Can you reproduce, word for word, the part of the PCI host bridge discussion below that opens with "Arnd Bergmann arnd" and closes with "bridge we find?"?

*Extract*:
***

[PATCH v2 3/3] PCI: ARM: add support for generic PCI host controller

Arnd Bergmann arnd at arndb.de
Tue Feb 18 13:25:35 EST 2014


On Tuesday 18 February 2014 10:41:25 Jason Gunthorpe wrote:
> On Sat, Feb 15, 2014 at 02:03:26PM +0100, Arnd Bergmann wrote:
> 
> > Can anyone with more experience on the subject than me (Bjorn,
> > Russell, Jason, ...) think of a reason why we would not want to
> > just use a new domain for every host bridge we find?
> 
> I personaly think we can safely move away from stuffing multiple host
> bridges into a single domain for DT cases. The reasons for doing this
> have long since been superseded.

Ok, that would definitely be the simplest answer. :)

> As far as I know the host bridge stuffing is something that was
> created before domains to solve the problem on embedded of multiple
> PCI host bridges on a SOC/System Controller. I know I have used it
> that way in the distant past (for MIPS).

Apple have also used the same trick on their G5 Macs, presumably
to simplify things for OS9 and OS-X, but even at the time making
it harder for Linux.
 
> However today PCI-SIG has a standard way to describe multi-port
> root-complexes in config space, so we should not need to use the
> multi-bus hack. SOCs with non-compliant HW that *really* need single
> domain can get there: mvebu shows how to write a driver that provides
> a software version of the missing hardware elements. Pushing mess like
> this out of the core code seems like a good strategy.

***

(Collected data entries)
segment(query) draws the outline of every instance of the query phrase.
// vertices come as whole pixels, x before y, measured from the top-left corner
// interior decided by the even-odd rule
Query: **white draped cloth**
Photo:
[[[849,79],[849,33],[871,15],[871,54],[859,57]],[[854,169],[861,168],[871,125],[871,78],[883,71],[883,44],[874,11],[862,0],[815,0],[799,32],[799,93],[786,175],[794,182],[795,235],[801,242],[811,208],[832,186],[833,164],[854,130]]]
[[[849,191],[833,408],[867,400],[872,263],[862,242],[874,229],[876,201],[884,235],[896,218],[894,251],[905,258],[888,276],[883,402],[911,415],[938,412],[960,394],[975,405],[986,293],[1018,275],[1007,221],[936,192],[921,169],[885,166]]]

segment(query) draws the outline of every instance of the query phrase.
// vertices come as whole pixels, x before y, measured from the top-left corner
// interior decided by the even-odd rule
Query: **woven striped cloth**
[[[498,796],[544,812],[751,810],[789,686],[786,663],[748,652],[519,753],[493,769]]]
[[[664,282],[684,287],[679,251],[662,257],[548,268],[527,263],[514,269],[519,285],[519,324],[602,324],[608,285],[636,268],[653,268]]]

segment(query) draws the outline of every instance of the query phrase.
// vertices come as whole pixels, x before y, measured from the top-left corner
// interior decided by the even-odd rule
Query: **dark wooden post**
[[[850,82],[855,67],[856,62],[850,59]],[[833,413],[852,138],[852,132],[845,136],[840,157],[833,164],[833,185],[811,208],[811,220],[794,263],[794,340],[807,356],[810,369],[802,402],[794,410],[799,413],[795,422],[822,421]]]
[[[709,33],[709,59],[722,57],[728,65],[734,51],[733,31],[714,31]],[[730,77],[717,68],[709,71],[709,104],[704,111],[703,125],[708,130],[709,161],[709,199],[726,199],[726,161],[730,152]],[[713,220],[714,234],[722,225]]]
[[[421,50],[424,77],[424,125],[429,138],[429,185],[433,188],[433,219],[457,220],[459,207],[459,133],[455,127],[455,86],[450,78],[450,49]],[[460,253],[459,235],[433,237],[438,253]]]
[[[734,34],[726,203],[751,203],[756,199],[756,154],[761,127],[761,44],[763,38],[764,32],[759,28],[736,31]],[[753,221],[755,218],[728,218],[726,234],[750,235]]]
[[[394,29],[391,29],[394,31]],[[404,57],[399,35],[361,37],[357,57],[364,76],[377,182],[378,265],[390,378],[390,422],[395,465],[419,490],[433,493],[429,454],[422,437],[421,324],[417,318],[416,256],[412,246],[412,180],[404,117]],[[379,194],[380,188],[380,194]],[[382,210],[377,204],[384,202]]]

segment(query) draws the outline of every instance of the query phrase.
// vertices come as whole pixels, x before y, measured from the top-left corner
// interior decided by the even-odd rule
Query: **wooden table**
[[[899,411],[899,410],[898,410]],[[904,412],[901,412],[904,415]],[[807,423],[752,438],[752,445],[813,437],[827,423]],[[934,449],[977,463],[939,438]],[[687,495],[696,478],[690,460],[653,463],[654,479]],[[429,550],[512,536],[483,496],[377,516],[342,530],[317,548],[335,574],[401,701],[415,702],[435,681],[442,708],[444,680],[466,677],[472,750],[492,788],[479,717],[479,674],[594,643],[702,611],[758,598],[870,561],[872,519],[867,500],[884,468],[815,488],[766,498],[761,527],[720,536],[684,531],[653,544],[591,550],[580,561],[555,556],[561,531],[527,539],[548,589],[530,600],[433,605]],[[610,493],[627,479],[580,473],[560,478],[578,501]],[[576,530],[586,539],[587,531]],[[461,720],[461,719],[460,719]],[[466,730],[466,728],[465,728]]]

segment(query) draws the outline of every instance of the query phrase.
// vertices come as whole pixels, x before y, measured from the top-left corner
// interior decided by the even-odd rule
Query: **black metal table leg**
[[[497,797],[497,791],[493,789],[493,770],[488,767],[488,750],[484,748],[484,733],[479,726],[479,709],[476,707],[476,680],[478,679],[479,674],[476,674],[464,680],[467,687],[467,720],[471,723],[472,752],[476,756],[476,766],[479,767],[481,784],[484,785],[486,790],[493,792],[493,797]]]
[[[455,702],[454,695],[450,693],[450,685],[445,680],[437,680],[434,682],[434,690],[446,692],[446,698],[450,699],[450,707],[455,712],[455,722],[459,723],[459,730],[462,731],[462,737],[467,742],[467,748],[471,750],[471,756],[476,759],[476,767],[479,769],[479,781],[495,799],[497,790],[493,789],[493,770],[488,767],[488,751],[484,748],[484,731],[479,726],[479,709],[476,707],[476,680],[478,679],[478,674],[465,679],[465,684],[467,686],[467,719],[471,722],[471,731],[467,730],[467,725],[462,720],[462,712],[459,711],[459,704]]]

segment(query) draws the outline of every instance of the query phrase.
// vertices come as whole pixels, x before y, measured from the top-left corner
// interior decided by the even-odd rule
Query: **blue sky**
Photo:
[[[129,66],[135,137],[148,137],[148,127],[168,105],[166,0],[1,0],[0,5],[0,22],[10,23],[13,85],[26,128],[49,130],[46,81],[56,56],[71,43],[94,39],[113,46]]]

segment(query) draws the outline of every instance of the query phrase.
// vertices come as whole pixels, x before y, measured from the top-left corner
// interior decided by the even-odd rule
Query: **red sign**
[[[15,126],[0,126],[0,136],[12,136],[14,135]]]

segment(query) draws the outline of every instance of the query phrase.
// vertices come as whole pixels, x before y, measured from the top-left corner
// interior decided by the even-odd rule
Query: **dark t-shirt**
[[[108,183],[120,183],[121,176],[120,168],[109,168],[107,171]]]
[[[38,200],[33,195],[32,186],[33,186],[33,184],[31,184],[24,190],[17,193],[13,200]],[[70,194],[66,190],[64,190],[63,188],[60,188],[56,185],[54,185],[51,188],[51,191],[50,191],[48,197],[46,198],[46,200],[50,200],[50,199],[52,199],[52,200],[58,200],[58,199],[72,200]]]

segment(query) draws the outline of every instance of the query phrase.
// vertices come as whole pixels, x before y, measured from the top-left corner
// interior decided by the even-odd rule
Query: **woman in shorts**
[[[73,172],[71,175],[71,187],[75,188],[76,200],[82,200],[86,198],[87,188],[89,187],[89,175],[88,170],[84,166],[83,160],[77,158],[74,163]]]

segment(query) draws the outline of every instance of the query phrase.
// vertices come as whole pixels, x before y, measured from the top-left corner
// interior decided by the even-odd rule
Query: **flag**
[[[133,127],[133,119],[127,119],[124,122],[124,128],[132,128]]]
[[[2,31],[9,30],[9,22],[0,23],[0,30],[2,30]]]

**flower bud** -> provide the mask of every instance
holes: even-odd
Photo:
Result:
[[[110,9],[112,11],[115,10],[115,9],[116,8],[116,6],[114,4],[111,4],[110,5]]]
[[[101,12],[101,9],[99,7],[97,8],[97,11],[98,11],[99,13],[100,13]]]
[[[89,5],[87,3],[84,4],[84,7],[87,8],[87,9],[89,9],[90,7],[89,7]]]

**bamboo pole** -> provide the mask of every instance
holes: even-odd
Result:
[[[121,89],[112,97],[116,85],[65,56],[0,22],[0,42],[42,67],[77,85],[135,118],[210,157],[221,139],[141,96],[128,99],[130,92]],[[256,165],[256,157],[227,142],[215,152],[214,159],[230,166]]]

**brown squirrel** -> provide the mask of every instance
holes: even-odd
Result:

***

*Correct response*:
Arnd Bergmann arnd at arndb.de
Tue Feb 18 13:25:35 EST 2014


On Tuesday 18 February 2014 10:41:25 Jason Gunthorpe wrote:
> On Sat, Feb 15, 2014 at 02:03:26PM +0100, Arnd Bergmann wrote:
> 
> > Can anyone with more experience on the subject than me (Bjorn,
> > Russell, Jason, ...) think of a reason why we would not want to
> > just use a new domain for every host bridge we find?